→ **Text block**

____________________

The market for news is broken

Muck Rack Daily

The market for news is broken
November 17th, 2016
View in browser
Muck Rack Daily
Hello from Muck Rack, where you can get a snapshot of what journalists around the world are reading, thinking and commenting on right now.

At the Muck Rack blog, Michelle Garrett has a post that both PR professionals and journalists can celebrate in equal measure:

"5 ways to write pitches journalists will be thankful for."

Honestly, people are definitely dumber.

"I think Donald Trump is in the White House because of me"

That's a quote from Paul Horner, the leader of a fake news empire interviewed today in a must-read piece by the Washington Post's Caitlin Dewey (9,555 shares). Nick Lucchesi of Inverse calls it, "'I don't know whether to laugh or sob,' moment 693, of 2016." The Washington Post's Philip Bump is even less charitable toward Horner: "The guy behind  tries to take the high ground on his garbage." CNN's Jake Tapper points to the reason Horner believes his stories performed so well: "Guy behind misinformation website on why it's succeeding: 'Honestly, people are definitely dumber.'"

But it's Katie Rogers of the New York Times who twists the knife most painfully here: "Man who writes fake news makes $10,000 a month. Meanwhile, newsroom layoffs announced weekly."

Meet the Theranos whistleblower

One of the most compelling non-election stories of the past two years surrounded doctored research and ignored quality control checks at the once mega-hot bio-tech startup Theranos, as reported by the Wall Street Journal's John Carreyrou. But if behind every great story there's a great writer, then behind every earth-shaking story there's a brave whistleblower—and in this case, it's Tyler Shultz, who Carreyrou profiles in a great new piece (12,000 shares). "The inside story of the Theranos scandal is more personal, intense, and emotional than you could possibly imagine," tweets Carreyrou's WSJ colleague, Dennis K. Berman.

____________________

→ **Written instruction a**
Could you shorten the paragraph of the newsletter that begins "One of the most compelling" while keeping its main facts?

Listing of named-object pointing records:
____________________

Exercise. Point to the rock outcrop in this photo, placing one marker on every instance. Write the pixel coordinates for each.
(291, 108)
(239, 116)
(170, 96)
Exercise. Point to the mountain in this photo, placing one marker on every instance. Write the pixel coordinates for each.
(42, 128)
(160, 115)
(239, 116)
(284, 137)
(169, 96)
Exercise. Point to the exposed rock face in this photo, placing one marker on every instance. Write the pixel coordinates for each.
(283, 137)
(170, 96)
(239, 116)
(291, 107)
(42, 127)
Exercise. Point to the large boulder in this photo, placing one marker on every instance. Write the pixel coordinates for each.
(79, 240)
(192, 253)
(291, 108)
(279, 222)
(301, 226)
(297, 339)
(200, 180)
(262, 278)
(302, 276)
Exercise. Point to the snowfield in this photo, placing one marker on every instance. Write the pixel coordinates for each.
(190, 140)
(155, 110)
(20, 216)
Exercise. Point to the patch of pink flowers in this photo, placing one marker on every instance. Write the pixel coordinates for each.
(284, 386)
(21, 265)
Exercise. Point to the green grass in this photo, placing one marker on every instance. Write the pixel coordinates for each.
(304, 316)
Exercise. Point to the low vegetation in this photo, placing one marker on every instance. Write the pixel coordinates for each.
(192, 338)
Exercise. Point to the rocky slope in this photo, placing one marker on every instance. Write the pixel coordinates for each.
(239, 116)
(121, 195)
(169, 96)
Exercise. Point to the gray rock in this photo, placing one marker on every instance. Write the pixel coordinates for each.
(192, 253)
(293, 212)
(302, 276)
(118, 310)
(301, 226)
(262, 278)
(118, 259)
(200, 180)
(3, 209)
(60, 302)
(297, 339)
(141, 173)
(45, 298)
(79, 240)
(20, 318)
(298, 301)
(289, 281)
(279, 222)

____________________

→ **Written instruction b**
How would you express the lines of the listing as a numbered list, starting at the line that has "Exercise. Point to the patch" and stopping after the last line of the listing?

→ **Task result a**
John Carreyrou of the Wall Street Journal reported on doctored research and ignored quality control checks at the biotech startup Theranos, one of the biggest non-election stories of the past two years. In a new piece with 12,000 shares, he profiles Tyler Shultz, the whistleblower behind the story. His WSJ colleague Dennis K. Berman tweeted that the inside story is more personal, intense and emotional than anyone could imagine.

→ **Task result b**
1. Exercise. Point to the patch of pink flowers in this photo, placing one marker on every instance. Write the pixel coordinates for each.
2. (284, 386)
3. (21, 265)
4. Exercise. Point to the green grass in this photo, placing one marker on every instance. Write the pixel coordinates for each.
5. (304, 316)
6. Exercise. Point to the low vegetation in this photo, placing one marker on every instance. Write the pixel coordinates for each.
7. (192, 338)
8. Exercise. Point to the rocky slope in this photo, placing one marker on every instance. Write the pixel coordinates for each.
9. (239, 116)
10. (121, 195)
11. (169, 96)
12. Exercise. Point to the gray rock in this photo, placing one marker on every instance. Write the pixel coordinates for each.
13. (192, 253)
14. (293, 212)
15. (302, 276)
16. (118, 310)
17. (301, 226)
18. (262, 278)
19. (118, 259)
20. (200, 180)
21. (3, 209)
22. (60, 302)
23. (297, 339)
24. (141, 173)
25. (45, 298)
26. (79, 240)
27. (20, 318)
28. (298, 301)
29. (289, 281)
30. (279, 222)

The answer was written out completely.